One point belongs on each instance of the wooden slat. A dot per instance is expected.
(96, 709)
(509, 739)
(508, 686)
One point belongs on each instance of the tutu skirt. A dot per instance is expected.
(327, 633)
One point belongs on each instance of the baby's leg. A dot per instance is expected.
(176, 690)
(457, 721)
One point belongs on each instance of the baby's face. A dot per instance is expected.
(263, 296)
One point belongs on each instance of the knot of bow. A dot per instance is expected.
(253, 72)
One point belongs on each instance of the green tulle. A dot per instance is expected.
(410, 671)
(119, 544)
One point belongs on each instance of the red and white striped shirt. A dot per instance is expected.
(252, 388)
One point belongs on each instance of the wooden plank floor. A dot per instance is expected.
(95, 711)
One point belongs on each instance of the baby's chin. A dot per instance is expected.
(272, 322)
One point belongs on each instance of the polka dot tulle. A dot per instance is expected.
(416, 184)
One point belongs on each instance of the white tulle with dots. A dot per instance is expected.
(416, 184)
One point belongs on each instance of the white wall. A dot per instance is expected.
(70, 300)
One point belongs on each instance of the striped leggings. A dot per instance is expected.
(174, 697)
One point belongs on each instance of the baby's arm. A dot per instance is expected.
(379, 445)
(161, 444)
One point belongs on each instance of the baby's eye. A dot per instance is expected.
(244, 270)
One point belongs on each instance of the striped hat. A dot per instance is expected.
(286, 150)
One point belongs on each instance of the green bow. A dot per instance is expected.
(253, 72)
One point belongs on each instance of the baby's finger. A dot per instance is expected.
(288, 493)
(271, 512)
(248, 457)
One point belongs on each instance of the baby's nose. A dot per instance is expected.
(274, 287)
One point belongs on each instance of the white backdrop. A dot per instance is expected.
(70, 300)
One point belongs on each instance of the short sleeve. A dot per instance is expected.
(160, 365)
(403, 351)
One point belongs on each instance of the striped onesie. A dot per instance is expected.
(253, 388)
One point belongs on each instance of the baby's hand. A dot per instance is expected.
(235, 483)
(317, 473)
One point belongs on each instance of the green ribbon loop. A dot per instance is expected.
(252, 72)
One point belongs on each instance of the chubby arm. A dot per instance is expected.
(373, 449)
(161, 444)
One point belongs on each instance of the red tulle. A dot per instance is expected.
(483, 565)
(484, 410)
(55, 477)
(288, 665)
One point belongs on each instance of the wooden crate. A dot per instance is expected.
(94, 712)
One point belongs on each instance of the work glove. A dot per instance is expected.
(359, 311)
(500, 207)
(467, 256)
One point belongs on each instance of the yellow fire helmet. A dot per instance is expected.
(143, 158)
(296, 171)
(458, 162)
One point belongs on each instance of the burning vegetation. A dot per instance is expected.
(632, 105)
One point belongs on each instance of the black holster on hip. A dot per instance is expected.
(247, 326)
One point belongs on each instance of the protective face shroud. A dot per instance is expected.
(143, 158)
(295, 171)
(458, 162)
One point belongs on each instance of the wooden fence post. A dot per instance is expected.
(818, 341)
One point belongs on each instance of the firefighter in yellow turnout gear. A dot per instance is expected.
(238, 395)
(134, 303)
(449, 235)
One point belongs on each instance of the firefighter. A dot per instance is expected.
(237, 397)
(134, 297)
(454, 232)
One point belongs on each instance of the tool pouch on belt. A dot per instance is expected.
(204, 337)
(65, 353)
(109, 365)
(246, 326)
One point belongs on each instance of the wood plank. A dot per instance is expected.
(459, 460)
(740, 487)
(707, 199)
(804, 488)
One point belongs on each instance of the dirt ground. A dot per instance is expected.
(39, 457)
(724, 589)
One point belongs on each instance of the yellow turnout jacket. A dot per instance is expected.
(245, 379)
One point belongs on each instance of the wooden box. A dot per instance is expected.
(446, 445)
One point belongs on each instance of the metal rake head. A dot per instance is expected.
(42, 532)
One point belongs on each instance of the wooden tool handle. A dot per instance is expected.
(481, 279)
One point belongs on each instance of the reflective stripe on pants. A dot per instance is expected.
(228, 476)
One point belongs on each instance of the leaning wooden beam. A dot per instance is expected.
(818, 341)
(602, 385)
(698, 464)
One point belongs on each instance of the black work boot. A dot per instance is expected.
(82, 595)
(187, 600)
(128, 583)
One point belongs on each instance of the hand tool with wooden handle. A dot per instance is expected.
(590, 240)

- **REQUIRED WORK**
Write out every entry again, keeping each line exactly the same.

- **OUTPUT FOR THIS EXERCISE**
One point belongs on each instance of the wooden slat. A dot per instance is expected.
(96, 709)
(509, 739)
(508, 686)
One point belongs on each instance of the tutu skirt. A dot per instance is expected.
(327, 633)
One point belongs on each instance of the baby's leg. A dot per instance is expected.
(176, 690)
(457, 721)
One point belongs on each instance of the baby's face. A dot per instance is expected.
(263, 296)
One point belongs on each instance of the knot of bow. A dot per instance is expected.
(253, 72)
One point belongs on each instance of the green tulle. A dot per instance is expected.
(410, 671)
(119, 544)
One point belongs on each instance of the red and white striped shirt. A dot per instance is expected.
(252, 388)
One point belongs on each instance of the wooden plank floor. A dot per instance is expected.
(95, 711)
One point belongs on each instance of the baby's chin. A dot per instance is expected.
(272, 322)
One point belongs on each instance of the polka dot tulle. A dot per instance is expected.
(416, 184)
One point belongs on each instance of the white tulle with dots. A dot per instance is expected.
(416, 184)
One point belongs on each instance of the white wall. A dot per instance is expected.
(70, 300)
One point belongs on each instance of the striped leggings. A dot per instance is expected.
(174, 697)
One point belongs on each instance of the baby's arm. A dot per instance is expected.
(379, 445)
(161, 444)
One point belongs on each instance of the baby's eye. A dot per instance is expected.
(244, 270)
One point belongs on each instance of the striped hat. A dot per instance is expected.
(286, 150)
One point belongs on each instance of the green bow. A dot per instance is expected.
(253, 72)
One point belongs on each instance of the baby's finger. A dot per instance is expected.
(288, 493)
(271, 512)
(248, 457)
One point belongs on each instance of the baby's nose. A dot per instance is expected.
(274, 287)
One point belongs on each instance of the white backdrop. A dot per instance is expected.
(70, 300)
One point belongs on each instance of the short sleeve. A dot per instance is expected.
(160, 365)
(403, 351)
One point belongs on each instance of the striped onesie. A dot per instance is expected.
(253, 388)
One point belongs on each instance of the baby's hand. A dot per instance is expected.
(235, 483)
(317, 473)
One point belongs on each instance of the green ribbon loop. A dot per instance is expected.
(252, 72)
One point belongs on each instance of the chubby arm. A dot per instance is expected.
(373, 449)
(161, 444)
One point belongs on each instance of the red tulle. A dot per instance is expected.
(483, 565)
(484, 410)
(55, 477)
(288, 665)
One point belongs on each instance of the wooden crate. A dot per instance is expected.
(94, 712)
One point belongs on each instance of the work glove. A dot per instance is expected.
(359, 311)
(500, 207)
(467, 256)
One point belongs on each instance of the yellow fire helmet. A dot per instance is expected.
(143, 158)
(296, 171)
(458, 162)
One point belongs on each instance of the burning vegetation. A dot per instance is expected.
(632, 105)
One point belongs on each instance of the black holster on hip. A dot per instance is expected.
(247, 326)
One point belongs on each instance of the protective face shroud. A dot per instance is expected.
(143, 158)
(295, 171)
(458, 162)
One point belongs on each instance of the wooden fence post. A dot per instance is expected.
(818, 341)
One point belongs on each instance of the firefighter in yellow turnout gear. A dot per instance is expected.
(238, 395)
(134, 303)
(449, 235)
One point belongs on each instance of the firefighter. A dot per instance is expected.
(237, 397)
(134, 297)
(454, 232)
One point belongs on each instance of the tool pouch on belt. A dot per instance is expected.
(204, 337)
(65, 353)
(109, 365)
(246, 326)
One point belongs on each instance of the wood plank. A dot per instance is expected.
(459, 460)
(740, 487)
(707, 199)
(804, 488)
One point belongs on each instance of the dirt ground. A dot per instance is expected.
(39, 457)
(724, 589)
One point belongs on each instance of the yellow turnout jacket. A dot per instance is expected.
(245, 379)
One point belongs on each instance of the wooden box. A dot per instance is expected.
(446, 445)
One point belongs on each instance of the metal rake head. A dot per instance is expected.
(42, 532)
One point belongs on each instance of the wooden tool handle. A dot per instance is expected.
(481, 279)
One point belongs on each instance of the reflective stripe on pants. A dot per instance is expected.
(228, 476)
One point belongs on each instance of the leaning wooden beam. A dot per instance is expected.
(818, 341)
(602, 385)
(698, 464)
One point belongs on each instance of the black work boot. A dot per instance is expected.
(82, 595)
(187, 600)
(128, 583)
One point belongs on each instance of the hand tool with wooden handle. A dot per instance is expected.
(590, 240)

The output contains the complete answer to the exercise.